Supplied data Block Start
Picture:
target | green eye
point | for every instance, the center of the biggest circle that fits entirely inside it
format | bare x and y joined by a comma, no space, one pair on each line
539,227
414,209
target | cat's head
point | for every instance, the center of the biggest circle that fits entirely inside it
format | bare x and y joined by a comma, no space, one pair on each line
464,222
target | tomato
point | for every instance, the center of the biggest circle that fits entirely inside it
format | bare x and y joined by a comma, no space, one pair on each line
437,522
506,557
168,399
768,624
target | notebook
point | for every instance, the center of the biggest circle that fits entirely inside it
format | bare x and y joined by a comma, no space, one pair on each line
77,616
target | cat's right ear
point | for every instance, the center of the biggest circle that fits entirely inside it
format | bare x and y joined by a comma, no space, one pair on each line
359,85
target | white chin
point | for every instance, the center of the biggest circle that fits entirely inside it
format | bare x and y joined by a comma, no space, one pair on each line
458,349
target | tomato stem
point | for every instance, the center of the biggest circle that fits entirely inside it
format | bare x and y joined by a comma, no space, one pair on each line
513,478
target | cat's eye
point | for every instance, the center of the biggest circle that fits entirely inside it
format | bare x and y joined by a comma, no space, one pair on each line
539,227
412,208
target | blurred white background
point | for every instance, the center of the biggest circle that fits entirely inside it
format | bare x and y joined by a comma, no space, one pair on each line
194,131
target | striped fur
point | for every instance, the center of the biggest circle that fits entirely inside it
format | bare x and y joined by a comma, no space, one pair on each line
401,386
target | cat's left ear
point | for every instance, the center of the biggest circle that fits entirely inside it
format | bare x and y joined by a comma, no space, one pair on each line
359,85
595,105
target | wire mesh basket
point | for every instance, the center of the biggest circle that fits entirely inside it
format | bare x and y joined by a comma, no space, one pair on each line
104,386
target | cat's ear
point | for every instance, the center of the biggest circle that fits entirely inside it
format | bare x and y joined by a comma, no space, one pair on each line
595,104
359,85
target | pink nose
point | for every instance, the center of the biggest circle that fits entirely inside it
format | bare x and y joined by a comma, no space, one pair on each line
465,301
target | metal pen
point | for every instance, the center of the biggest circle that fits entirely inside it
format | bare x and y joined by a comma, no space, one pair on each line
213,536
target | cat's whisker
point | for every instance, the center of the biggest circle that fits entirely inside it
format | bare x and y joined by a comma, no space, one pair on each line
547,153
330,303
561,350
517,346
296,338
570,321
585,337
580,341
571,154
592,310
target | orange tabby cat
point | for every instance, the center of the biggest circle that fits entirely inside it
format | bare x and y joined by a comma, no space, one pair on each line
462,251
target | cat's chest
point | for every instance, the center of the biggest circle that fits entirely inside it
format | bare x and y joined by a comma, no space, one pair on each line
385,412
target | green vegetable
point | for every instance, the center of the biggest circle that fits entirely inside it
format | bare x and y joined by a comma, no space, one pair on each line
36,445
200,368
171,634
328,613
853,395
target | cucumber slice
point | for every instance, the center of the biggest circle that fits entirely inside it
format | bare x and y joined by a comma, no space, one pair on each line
Supplied data Block End
◆ Assignment:
Restate each record above exactly, leaving nothing out.

◆ Answer space:
Picture:
target | green eye
point | for every instance, the center of the biggest circle that fits entirely inside it
format | bare x and y joined by a comma, no space, one pair on each line
539,227
414,209
target | cat's head
point | for every instance, the center of the biggest circle that fits entirely inside it
format | bare x and y joined by a comma, no space, one pair on each line
464,222
target | tomato
point | for every instance, the center of the biggest circle that fits entirely inside it
format | bare x and y joined by a comma, no space, one pair on each line
437,522
506,557
168,399
768,624
target | notebook
point | for every instance, the center of the biggest circle that fits entirely inside it
format | bare x and y joined by a comma, no space, one pair on each line
77,616
target | cat's right ear
point | for every instance, the center of the biggest circle that fits entirely inside it
format | bare x and y joined by a comma, no space, one pair on each line
359,85
target | white chin
point | for every instance, the center of the biggest circle that fits entirely inside it
format | bare x and y joined by a comma, no space, one pair on each line
458,349
target | tomato stem
point | for every instance, the center of the biggest circle that fits entirely inside it
format | bare x and y joined by a comma, no space, one pair on each line
513,478
target | cat's eye
point | for every instance, the center of the biggest circle that fits entirely inside it
format | bare x and y joined by a comma, no space, one pair on each line
539,227
412,208
target | blurred white background
point | for every instance, the center of the biggest circle that fits entirely inside it
format | bare x and y joined by a comma, no space, one pair on each line
194,131
target | striped fur
point | for every instance, the center of the biggest circle that fits entirely inside it
format | bare x and y joined by a comma, no space, one pair on each line
401,386
target | cat's left ear
point | for every instance, the center of the biggest circle that fits entirely inside it
format | bare x and y joined by a comma, no space, one pair on each line
359,85
595,105
target | wire mesh basket
point | for every instance, the center of the biggest circle that fits entirely inside it
format | bare x and y joined by a comma, no space, one pair on each line
104,386
target | cat's ear
point | for every instance, the center of the biggest circle that fits entirely inside it
format | bare x and y joined by a comma, no space, one pair on each line
595,104
359,85
target | pink nose
point | for every instance, the center of the biggest circle that fits entirely inside it
format | bare x and y joined by a comma, no space, one pair on each line
465,301
target | metal pen
point | for every instance, the center of the biggest circle that fits entirely inside it
format | bare x and y joined by a comma, no space, one pair on each line
213,536
target | cat's whisker
point | for every instance, the center of the biggest circle that fits entirely inside it
format | bare x and y joined by a comma, no space, one pair on each line
547,153
330,303
561,350
517,346
296,338
570,321
585,337
580,341
571,154
592,310
target | orange tabby cat
point | for every instance, the center of the biggest circle that fits entirely inside it
format | bare x and y joined by a comma, no space, one pair on each line
462,251
target | cat's chest
point | for every instance, the center of the biggest circle that fits entirely inside it
format | bare x and y joined by a comma, no space, one pair on each line
385,412
target | green vegetable
point | for every instance, the center of the biggest circle that fits entirely inside it
format | bare x and y joined by a comma, no space, one pair on each line
36,445
200,368
171,634
328,613
853,395
target | cucumber slice
point | for every instance, the center of the biggest circle that fits entirely inside it
format | bare x and y joined by a comma, no space, one pair on each line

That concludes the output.